* Assigned task:
Search the data below for the string "hoodie" and copy all lines where it shows up.
========================
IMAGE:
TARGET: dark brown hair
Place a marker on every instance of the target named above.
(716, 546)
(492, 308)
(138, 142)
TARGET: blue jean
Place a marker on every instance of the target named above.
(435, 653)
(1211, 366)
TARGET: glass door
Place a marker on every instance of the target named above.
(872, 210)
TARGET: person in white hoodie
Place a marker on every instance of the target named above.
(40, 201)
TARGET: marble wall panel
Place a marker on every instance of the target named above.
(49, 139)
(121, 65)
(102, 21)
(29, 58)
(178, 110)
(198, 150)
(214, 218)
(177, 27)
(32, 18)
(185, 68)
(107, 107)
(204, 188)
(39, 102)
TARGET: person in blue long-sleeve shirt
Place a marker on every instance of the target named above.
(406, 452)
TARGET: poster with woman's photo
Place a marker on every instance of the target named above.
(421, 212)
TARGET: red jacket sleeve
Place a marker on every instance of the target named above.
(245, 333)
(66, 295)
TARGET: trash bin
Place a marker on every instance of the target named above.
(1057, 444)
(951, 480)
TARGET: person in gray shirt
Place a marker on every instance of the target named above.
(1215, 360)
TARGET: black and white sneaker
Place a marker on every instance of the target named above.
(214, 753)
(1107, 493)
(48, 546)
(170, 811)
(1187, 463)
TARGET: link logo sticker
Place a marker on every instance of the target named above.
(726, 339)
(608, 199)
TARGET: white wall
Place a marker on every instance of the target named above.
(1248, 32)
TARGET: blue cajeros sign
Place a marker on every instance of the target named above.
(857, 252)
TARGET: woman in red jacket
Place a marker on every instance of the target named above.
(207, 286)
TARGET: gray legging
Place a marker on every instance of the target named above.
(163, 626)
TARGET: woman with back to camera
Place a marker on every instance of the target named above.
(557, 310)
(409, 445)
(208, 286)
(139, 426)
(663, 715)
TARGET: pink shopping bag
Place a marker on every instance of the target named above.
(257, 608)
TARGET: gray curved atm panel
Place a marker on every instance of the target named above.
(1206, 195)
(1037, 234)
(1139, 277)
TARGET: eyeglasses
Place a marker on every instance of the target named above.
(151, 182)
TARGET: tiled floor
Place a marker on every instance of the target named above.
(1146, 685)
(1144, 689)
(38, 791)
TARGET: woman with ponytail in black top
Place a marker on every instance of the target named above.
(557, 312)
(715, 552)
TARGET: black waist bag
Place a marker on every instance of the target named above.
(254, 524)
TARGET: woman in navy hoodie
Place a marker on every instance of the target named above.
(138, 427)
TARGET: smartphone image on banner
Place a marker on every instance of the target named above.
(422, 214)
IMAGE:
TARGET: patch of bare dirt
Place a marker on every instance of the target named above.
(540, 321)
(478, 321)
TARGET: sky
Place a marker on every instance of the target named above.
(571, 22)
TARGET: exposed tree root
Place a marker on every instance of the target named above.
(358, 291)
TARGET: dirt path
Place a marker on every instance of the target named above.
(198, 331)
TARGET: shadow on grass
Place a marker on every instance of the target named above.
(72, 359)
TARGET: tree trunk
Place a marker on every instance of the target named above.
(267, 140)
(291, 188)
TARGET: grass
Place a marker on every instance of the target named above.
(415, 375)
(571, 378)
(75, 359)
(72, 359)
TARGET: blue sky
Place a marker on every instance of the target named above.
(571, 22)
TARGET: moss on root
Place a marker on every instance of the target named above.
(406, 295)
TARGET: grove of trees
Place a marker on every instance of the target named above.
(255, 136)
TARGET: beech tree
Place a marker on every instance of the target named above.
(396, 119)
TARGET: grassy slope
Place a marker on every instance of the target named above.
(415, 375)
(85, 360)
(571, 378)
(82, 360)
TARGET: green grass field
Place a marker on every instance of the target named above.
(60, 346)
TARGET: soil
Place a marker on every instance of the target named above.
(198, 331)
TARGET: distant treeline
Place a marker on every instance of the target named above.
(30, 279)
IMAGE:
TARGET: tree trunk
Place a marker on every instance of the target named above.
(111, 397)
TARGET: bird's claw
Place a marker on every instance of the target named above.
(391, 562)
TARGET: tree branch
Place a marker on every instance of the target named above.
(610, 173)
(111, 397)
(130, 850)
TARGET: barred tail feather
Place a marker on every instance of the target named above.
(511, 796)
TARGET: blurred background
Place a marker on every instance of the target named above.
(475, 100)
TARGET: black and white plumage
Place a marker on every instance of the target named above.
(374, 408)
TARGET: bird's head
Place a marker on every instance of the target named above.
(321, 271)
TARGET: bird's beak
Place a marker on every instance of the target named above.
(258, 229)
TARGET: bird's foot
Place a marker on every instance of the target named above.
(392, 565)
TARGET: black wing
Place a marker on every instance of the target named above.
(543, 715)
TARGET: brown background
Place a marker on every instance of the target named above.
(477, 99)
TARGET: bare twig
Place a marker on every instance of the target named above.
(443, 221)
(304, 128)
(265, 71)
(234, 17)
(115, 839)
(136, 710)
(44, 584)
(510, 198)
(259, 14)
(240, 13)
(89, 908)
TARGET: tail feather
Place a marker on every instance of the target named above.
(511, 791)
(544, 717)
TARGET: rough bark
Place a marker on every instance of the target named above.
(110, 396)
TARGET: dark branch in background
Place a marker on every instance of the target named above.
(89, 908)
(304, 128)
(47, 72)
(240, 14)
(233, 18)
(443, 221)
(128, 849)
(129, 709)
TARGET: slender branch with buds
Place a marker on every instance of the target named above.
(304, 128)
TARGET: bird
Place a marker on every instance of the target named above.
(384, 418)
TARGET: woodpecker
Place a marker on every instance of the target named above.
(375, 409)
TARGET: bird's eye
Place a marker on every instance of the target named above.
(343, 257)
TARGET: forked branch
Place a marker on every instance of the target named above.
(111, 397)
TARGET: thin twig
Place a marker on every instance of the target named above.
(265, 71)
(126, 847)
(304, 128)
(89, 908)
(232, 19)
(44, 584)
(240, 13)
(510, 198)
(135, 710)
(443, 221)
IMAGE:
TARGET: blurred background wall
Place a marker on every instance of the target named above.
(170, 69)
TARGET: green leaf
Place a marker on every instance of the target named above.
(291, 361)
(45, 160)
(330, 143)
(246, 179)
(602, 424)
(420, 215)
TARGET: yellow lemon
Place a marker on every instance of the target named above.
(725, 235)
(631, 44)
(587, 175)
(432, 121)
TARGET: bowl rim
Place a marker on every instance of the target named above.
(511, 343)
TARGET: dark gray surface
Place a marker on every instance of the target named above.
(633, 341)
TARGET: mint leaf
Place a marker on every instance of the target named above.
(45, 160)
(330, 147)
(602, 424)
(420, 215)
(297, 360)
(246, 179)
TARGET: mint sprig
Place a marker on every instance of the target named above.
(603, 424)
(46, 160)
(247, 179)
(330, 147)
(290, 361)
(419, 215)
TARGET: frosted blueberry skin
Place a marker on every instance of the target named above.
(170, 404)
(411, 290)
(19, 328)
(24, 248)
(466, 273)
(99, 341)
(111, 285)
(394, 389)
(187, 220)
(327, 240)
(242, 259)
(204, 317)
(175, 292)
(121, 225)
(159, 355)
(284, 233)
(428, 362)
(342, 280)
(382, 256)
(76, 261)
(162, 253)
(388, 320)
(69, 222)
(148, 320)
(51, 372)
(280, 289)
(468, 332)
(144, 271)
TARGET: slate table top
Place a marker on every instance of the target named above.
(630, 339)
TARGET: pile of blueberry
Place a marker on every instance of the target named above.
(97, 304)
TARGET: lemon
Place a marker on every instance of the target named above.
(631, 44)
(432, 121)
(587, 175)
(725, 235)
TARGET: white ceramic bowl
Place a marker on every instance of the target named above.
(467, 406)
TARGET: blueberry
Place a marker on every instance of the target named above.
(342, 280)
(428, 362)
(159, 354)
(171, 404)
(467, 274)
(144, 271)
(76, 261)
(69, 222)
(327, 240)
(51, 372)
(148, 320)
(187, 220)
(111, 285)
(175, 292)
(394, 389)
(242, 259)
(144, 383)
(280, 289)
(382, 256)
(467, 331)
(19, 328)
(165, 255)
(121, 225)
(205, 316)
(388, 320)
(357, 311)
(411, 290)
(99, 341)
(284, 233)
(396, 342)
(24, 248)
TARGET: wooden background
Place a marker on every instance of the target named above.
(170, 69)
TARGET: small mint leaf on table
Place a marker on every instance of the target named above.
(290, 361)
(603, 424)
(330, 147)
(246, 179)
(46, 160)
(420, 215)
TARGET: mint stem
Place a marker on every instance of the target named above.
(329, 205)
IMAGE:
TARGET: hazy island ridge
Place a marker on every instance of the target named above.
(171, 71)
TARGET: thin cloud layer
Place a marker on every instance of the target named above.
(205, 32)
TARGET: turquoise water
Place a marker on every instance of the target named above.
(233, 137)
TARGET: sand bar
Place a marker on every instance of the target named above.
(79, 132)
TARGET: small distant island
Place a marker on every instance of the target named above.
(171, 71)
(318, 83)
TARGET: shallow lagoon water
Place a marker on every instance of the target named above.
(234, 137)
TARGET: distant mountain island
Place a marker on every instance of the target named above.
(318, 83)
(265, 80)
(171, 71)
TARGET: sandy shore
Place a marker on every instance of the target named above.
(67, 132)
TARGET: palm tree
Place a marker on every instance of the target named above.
========================
* Result of the task:
TARGET: person in white hoodie
TARGET: woman in navy hoodie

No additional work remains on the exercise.